- How to complete this task -
When you reach the line containing "Expected: the pointer indicates a point on the performer in" in the records below, start copying exactly, and stop once you have copied the line containing "Expected: the pointer indicates a point on the electrical".

- Data entries -

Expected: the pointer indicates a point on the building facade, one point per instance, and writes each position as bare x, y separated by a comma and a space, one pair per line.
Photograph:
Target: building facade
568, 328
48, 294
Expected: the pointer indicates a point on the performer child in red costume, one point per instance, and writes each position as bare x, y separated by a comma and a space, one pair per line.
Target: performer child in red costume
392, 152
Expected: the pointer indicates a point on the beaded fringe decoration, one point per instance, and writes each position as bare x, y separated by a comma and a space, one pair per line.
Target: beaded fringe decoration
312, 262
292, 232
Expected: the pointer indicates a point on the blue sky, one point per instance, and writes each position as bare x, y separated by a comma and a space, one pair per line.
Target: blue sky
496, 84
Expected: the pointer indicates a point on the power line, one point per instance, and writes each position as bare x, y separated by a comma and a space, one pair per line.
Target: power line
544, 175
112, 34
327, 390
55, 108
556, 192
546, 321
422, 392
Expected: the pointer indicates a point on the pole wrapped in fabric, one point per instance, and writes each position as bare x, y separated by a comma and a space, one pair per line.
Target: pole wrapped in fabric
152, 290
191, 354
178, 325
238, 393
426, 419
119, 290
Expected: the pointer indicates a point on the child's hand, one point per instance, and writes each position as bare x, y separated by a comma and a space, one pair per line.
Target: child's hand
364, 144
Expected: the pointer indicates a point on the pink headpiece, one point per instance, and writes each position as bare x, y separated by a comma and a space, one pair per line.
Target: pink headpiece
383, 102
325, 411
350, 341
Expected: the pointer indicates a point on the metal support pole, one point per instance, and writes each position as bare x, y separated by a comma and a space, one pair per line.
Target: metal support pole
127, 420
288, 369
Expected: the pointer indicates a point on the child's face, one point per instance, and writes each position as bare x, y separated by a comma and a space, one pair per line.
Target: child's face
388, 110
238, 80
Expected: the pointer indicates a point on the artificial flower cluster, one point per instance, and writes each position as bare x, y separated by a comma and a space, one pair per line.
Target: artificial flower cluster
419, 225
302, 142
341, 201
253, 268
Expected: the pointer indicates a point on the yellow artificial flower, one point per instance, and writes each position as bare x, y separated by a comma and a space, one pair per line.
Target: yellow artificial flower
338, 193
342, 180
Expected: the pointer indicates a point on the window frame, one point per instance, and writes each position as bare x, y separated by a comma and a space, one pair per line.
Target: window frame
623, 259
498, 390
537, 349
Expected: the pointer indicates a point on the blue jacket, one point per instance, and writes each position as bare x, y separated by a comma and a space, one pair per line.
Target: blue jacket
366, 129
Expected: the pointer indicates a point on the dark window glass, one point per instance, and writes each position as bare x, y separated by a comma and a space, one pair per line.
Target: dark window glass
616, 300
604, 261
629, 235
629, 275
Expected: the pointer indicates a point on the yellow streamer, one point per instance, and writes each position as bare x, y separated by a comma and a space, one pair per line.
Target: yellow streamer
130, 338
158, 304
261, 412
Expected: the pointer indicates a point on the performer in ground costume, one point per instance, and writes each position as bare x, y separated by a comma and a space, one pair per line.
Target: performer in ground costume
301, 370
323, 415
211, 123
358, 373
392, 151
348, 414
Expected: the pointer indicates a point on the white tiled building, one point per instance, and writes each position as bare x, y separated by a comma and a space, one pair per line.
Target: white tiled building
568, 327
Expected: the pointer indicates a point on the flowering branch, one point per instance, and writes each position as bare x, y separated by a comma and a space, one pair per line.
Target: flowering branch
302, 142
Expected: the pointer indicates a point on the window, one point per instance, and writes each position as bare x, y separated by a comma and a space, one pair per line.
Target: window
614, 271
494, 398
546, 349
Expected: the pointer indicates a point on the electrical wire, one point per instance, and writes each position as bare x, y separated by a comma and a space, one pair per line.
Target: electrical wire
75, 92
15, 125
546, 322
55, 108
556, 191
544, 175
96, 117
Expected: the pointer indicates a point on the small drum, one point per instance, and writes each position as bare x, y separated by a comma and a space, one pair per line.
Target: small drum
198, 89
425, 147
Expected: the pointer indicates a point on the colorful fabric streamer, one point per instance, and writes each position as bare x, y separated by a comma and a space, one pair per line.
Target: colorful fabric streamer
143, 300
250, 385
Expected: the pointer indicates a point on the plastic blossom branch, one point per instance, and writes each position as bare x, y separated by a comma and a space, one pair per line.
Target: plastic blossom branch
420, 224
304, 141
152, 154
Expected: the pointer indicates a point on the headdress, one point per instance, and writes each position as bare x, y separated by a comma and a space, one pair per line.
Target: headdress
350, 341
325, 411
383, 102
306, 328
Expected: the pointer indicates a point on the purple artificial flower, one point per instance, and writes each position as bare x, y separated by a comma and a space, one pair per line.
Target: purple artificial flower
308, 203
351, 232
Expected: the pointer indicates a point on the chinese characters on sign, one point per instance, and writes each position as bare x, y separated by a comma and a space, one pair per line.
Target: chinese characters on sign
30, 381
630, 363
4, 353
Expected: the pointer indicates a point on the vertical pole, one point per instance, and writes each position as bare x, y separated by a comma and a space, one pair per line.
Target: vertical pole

- Output of the task -
Expected: the pointer indicates a point on the performer in ground costume, one point per instance, and writes each position as bare x, y separated by a comma and a space, one pair per line.
Target: performer in ground costume
301, 370
323, 415
211, 123
358, 373
392, 151
348, 414
Expected: the pointer indicates a point on the white tiled building, one point per instance, and writes each position as bare x, y separated by a comma and a space, one pair per line.
Target: white tiled building
568, 327
Expected: the pointer indicates a point on the flowering branch, one point per instance, and writes each position as bare x, y separated by a comma and a space, one pair per line.
Target: flowering branch
302, 142
Expected: the pointer indicates a point on the window, one point per instance, and writes each position as bare x, y separated by a comma and a space, one pair per line.
Target: window
614, 271
494, 398
546, 349
Expected: the pointer indicates a point on the electrical wire, one point per instance, and writes each position as bare x, y separated by a comma and a space, one pair per line.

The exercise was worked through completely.